**Quoted passage**
+ + +

Voice.ai Creator Voiceover Pipeline

> This skill follows the Agent Skills specification.

Turn any script into a publish-ready voiceover — complete with numbered segments, a stitched master, YouTube chapters, SRT captions, and a beautiful review page. Optionally, replace the audio track on an existing video.

Built for creators who want studio-quality voiceovers without the studio. Powered by Voice.ai.

When to use this skill

Scenario	Why it fits
---	---
YouTube long-form	Full narration with chapter markers and captions
YouTube Shorts	Quick hooks with the `shortform` template
Podcasts	Consistent host voice, intro/outro templates
Course content	Professional narration for educational videos
Quick iteration	Smart caching — edit one section, only that segment re-renders
Video audio replacement	Drop AI voiceover onto screen recordings or B-roll

The one-command workflow

Have a script and a video? Turn them into a finished video with AI voiceover in one shot:

node voiceai-vo.cjs build \
  --input my-script.md \
  --voice oliver \
  --title "My Video" \
  --video ./my-recording.mp4 \
  --mux

This renders the voiceover, stitches the master audio, and drops it onto your video — all in one command. Output:

out/my-video/muxed.mp4 — your video with the new voiceover
out/my-video/master.wav — the standalone audio
out/my-video/review.html — listen and review each segment
out/my-video/chapters.txt — YouTube-ready chapter timestamps
out/my-video/captions.srt — SRT captions

Use --sync pad if the audio is shorter than the video, or --sync trim to cut it to match.

+ + +

**Dataset excerpt**
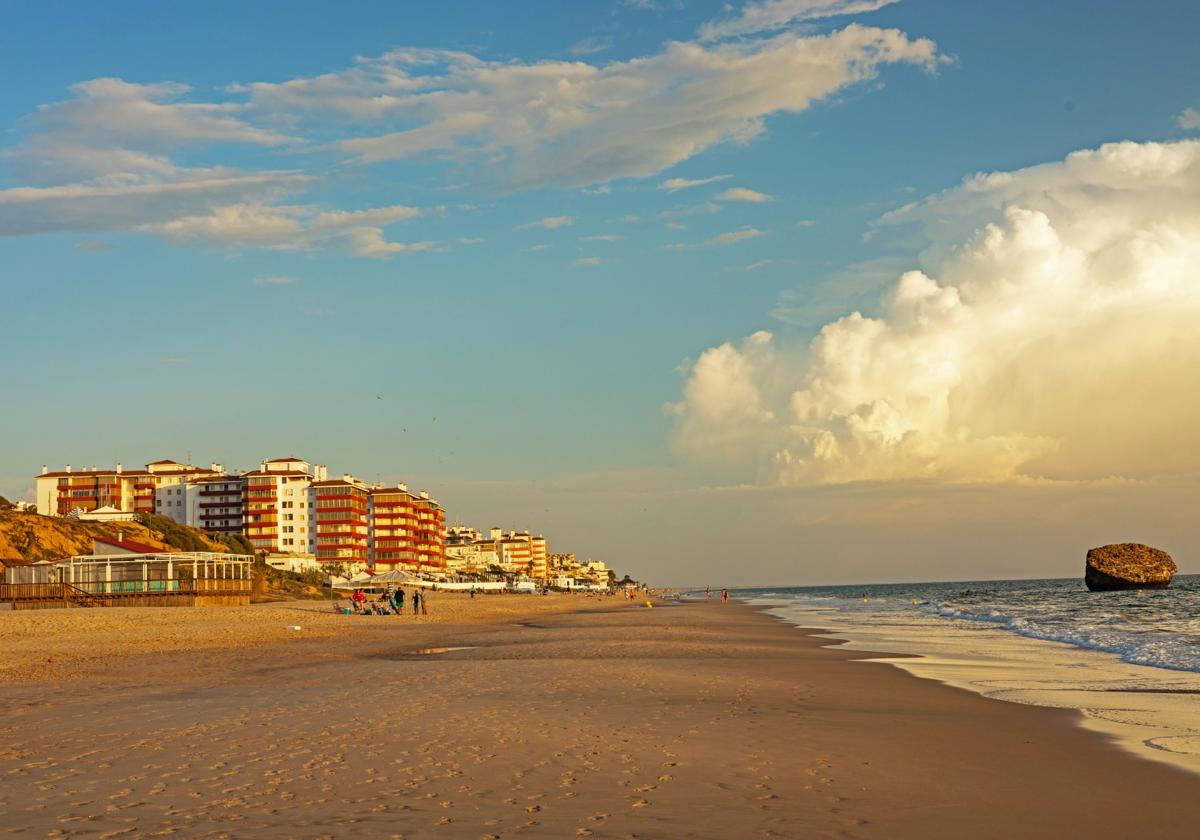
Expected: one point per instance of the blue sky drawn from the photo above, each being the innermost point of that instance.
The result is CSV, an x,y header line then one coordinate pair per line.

+ + +

**Problems to solve**
- 1) In the Voice.ai voiceover pipeline text, which option should be used when the audio is shorter than the video?
- 2) Carry on the Voice.ai voiceover pipeline text from its last sentence.
The data was drawn from a separate source.

**Results**
- 1) The --sync pad option.

- 2)
Requirements

Node.js 20+ — runtime (no npm install needed — the CLI is a single bundled file)
VOICE_AI_API_KEY — set as environment variable or in a .env file in the skill root. Get a key at voice.ai/dashboard.
ffmpeg (optional) — needed for master stitching, MP3 encoding, loudness normalization, and video muxing. The pipeline still produces individual segments, the review page, chapters, and captions without it.

Configuration

The skill reads VOICE_AI_API_KEY from (in order):

Environment variable VOICE_AI_API_KEY
Environment variable VOICEAI_API_KEY (alternate)
.env file in the skill root

echo 'VOICE_AI_API_KEY=your-key-here' > .env

Use --mock on any command to run the full pipeline without an API key (produces placeholder audio).

Commands

`build` — Generate a voiceover from a script

node voiceai-vo.cjs build \
  --input <script.md or script.txt> \
  --voice <voice-alias-or-uuid> \
  --title "My Project" \
  [--template youtube|podcast|shortform] \
  [--language en] \
  [--video input.mp4 --mux --sync shortest] \
  [--force] [--mock]

What it does:

Reads the script and splits it into segments (by ## headings for .md, or by sentence boundaries for .txt)
Optionally prepends/appends template intro/outro segments
Renders each segment via Voice.ai TTS as a numbered WAV file
Stitches a master audio file (if ffmpeg is available)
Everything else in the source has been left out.